** Begin Provided text **
A series of life shattering events kept Wallinger out of the spotlight for the past five years. He left EMI on troubled terms in 1999, his manager, Steve Fargnoli died, and he had an aneurism in 2001 that left him speechless and unable to walk for a time. But now he is back and World Party has been touring the U.S., including performances at SXSW and Bonnaroo. Since March, the three-piece acoustic band has hit the road in support of the re-release of their first four albums and the U.S. debut of Dumbing Up. The remainder of the tour that just got underway this week though will be with a full band and there are even plans for a new album in May of 2007.

Wallinger spoke to Glide’s Lauree Guyer from his studio in London on the hottest July day since record keeping began. They discussed the band’s triumphant return, technology, and influences that are shaping the music industry today.

Several times over the past few years I google’d your name and never came up with anything that indicated you had any health problems.

I didn’t exactly make a news broadcast out of it. I didn’t know what was going to happen, but it went on for a long time. It’s been a bit of a shock. I’m still not quite all the way back, but whatever’s wrong with me now won’t change. I’ve just got an eyesight thing going on. I’ve got left hand stereo vision and center vision, but no right hand vision in either eye. You can’t do an impersonation of it if you haven’t got it. People put their hand over one eye and I say, “no, no I’ve got half an eye in both eyes.”

It’s been a bit strange learning to play everything again, [but] I’m pretty much back to speed. I’ve been playing the piano again for a few minutes every day, just gradually getting back to speed. It means while I’m playing guitar I can’t actually see the machine heads so I don’t know how far my hand is up the neck of the guitar. So I’ve had some interesting chords come out in the middle of songs. I’m definitely coming through that period now. It’s really good to be back.
** End Provided text **
** Begin Given data **
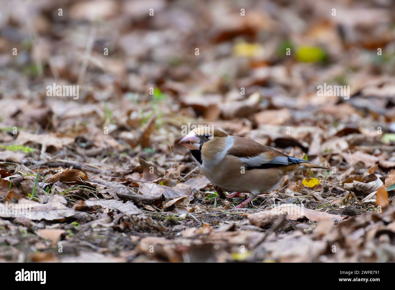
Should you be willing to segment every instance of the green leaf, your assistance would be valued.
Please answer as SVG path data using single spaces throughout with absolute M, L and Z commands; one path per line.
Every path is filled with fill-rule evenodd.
** End Given data **
__Task list__:
A - According to the interview, who was Wallinger's manager who died?
B - Reproduce the stretch of the interview from "A series of" through "May of 2007.".

__Responses__:
A - Steve Fargnoli

B -
A series of life shattering events kept Wallinger out of the spotlight for the past five years. He left EMI on troubled terms in 1999, his manager, Steve Fargnoli died, and he had an aneurism in 2001 that left him speechless and unable to walk for a time. But now he is back and World Party has been touring the U.S., including performances at SXSW and Bonnaroo. Since March, the three-piece acoustic band has hit the road in support of the re-release of their first four albums and the U.S. debut of Dumbing Up. The remainder of the tour that just got underway this week though will be with a full band and there are even plans for a new album in May of 2007.